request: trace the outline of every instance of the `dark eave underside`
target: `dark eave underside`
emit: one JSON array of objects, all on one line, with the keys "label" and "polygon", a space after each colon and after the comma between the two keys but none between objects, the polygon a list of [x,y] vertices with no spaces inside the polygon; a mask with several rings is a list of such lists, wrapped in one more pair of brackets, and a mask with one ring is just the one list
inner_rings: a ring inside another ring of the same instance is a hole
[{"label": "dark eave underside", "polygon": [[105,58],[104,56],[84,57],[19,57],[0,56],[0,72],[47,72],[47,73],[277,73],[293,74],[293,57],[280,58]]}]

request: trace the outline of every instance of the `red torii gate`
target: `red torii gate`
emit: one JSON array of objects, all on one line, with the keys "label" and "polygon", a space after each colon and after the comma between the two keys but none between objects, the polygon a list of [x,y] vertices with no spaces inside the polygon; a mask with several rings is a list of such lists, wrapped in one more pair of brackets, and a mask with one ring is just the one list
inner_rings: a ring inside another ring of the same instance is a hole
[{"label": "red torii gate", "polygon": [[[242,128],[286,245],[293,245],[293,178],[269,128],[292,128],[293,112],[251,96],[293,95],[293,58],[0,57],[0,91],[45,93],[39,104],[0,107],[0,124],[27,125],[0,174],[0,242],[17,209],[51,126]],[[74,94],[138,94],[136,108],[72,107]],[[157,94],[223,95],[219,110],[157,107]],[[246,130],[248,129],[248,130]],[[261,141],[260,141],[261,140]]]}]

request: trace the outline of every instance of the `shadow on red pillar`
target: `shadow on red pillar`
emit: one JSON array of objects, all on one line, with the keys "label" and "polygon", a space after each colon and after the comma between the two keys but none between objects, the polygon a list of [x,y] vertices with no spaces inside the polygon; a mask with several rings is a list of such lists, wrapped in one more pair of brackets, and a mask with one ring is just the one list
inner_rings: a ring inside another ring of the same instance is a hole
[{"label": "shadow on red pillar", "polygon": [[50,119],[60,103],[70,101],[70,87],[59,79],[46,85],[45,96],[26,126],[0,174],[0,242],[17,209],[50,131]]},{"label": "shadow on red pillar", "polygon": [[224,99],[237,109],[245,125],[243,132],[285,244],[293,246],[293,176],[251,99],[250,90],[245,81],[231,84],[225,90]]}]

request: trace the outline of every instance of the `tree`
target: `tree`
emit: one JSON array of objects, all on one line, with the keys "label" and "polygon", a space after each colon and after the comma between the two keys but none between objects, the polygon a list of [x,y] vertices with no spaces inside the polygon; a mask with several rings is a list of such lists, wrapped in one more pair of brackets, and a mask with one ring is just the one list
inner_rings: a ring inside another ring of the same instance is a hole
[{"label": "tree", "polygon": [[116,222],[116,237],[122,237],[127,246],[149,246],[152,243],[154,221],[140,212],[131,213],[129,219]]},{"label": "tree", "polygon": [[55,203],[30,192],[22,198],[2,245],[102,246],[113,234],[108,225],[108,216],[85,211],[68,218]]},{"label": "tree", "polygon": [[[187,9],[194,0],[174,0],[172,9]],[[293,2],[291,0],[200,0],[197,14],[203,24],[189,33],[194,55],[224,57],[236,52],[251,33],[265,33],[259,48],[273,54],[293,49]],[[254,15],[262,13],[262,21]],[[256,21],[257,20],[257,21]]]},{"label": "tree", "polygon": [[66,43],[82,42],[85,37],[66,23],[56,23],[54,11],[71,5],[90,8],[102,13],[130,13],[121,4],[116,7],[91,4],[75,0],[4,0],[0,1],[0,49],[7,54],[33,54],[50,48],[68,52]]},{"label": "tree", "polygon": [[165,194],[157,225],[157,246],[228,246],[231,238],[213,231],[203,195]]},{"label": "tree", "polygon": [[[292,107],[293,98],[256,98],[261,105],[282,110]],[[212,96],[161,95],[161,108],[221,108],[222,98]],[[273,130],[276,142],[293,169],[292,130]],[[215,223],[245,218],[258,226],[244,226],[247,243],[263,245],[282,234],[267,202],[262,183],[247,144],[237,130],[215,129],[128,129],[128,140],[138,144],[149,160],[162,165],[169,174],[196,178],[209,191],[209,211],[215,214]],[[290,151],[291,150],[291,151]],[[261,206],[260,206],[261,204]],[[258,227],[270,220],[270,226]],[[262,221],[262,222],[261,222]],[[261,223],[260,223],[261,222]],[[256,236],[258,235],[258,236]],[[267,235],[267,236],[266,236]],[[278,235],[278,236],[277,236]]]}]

::::::

— To be done —
Pick out every line in the records above that contains the word "trace" and copy each of those lines.

— Written answer —
request: trace the outline of every instance of the `dark eave underside`
request: trace the outline of every instance of the `red torii gate`
request: trace the outline of every instance of the `shadow on red pillar`
request: trace the outline of every instance of the `tree`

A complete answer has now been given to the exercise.